> **Tasks to carry out**:
1. Reproduce, word for word, the part of the post about the aliens talk that opens with the words containing "I was at The" and closes with "regular LFS attendee.".
2. List every person the post about the aliens talk mentions by name.

> **Excerpted passage**:
= = = = = = =

Friday, 31 January 2020

Close Encounters of the Blurred Kind.

"Well, I dreamed I saw the silver spaceships flying in the yellow haze of the sun. There were children crying and colours flying all around the chosen ones. All in a dream. All in a dream. The loading had begun" - After the Gold Rush, Neil Young.

I was at The Bell in Whitechapel (as were many others, standing room only for those who didn't arrive early) for my first London Fortean Society event of 2020:- A Skeptic's Guide to Aliens with Professor Chris French, head honcho at Greenwich Skeptics in the Pub and the provider, in the past, of an excellent LFS talk about memory and identity as well as plenty of others that happened before I became a regular LFS attendee.

Chris has, in fact, been the most booked speaker since the inception of the LFS. Having seen him speak a few times before I knew him to be engaging, knowledgeable, and, best of all, funny. On Wednesday he did not disappoint on any of those scores. There was, however, a small danger that there would be some crossover with Paula Dempsey's excellent talk, at SELFS last November, on the history of flying saucers.


Paula was sat in the front row (one of at least three other previous LFS speakers in attendance). But not, I think, to check the Prof wasn't ripping off any of her material. But because it's a subject she's clearly very interested in and because he's a great speaker. He was, also, coming at the topic from a different angle to her. While Paula, uncritically, laid out a history of sightings of alien craft, French explored the psychological aspect behind claims of alien visitation and alien abduction and made it very clear from the get go that he was talking from a skeptical viewpoint.

= = = = = = =

> **Object position labeling entries**:

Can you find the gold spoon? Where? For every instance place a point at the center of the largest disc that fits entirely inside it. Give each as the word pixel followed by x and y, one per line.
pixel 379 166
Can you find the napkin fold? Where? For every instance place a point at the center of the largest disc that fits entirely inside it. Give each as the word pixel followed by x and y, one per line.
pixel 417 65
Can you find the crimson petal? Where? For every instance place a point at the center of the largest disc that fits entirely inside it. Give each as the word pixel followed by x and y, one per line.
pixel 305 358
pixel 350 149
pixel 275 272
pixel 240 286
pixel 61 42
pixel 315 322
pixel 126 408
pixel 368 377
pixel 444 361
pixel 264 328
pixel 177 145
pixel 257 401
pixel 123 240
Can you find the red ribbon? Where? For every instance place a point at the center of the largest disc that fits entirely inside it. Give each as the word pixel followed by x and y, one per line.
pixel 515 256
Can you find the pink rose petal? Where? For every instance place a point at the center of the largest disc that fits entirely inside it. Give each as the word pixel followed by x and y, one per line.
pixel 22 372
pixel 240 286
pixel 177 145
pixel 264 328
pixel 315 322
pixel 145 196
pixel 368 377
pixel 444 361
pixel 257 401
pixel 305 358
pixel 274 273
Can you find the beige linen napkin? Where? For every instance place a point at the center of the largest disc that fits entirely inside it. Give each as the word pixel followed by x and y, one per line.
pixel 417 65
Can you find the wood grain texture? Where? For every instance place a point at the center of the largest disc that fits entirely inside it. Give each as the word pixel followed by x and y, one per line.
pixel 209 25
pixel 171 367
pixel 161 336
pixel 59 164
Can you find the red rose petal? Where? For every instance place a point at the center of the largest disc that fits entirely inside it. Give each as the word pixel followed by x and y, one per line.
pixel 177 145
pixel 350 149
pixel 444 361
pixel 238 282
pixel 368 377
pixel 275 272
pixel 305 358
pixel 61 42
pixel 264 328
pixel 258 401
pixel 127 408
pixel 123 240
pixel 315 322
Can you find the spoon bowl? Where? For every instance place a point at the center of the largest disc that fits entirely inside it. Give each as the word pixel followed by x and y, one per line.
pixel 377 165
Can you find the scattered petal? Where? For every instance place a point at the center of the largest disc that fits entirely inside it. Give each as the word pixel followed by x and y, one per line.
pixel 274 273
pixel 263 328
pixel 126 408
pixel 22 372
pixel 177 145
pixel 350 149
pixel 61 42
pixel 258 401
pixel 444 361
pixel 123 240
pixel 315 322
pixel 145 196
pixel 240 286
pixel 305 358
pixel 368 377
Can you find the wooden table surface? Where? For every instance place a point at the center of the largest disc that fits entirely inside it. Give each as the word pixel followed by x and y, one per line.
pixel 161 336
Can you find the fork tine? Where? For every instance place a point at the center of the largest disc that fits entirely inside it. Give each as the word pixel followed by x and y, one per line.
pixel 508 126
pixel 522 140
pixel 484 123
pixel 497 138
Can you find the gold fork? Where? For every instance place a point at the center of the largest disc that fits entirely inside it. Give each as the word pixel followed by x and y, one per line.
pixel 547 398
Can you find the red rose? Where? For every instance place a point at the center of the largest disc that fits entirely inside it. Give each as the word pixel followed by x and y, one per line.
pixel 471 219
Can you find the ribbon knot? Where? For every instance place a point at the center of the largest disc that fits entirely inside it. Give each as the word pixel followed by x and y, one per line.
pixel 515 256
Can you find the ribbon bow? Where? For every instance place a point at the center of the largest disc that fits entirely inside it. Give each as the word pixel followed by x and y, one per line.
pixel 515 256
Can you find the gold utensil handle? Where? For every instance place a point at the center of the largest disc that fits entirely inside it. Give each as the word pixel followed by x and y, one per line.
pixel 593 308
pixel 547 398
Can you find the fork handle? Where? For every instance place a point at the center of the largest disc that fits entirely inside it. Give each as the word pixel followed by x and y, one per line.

= = = = = = =

> **Complete answers**:
1.
I was at The Bell in Whitechapel (as were many others, standing room only for those who didn't arrive early) for my first London Fortean Society event of 2020:- A Skeptic's Guide to Aliens with Professor Chris French, head honcho at Greenwich Skeptics in the Pub and the provider, in the past, of an excellent LFS talk about memory and identity as well as plenty of others that happened before I became a regular LFS attendee.

2.
Neil Young
Chris French
Paula Dempsey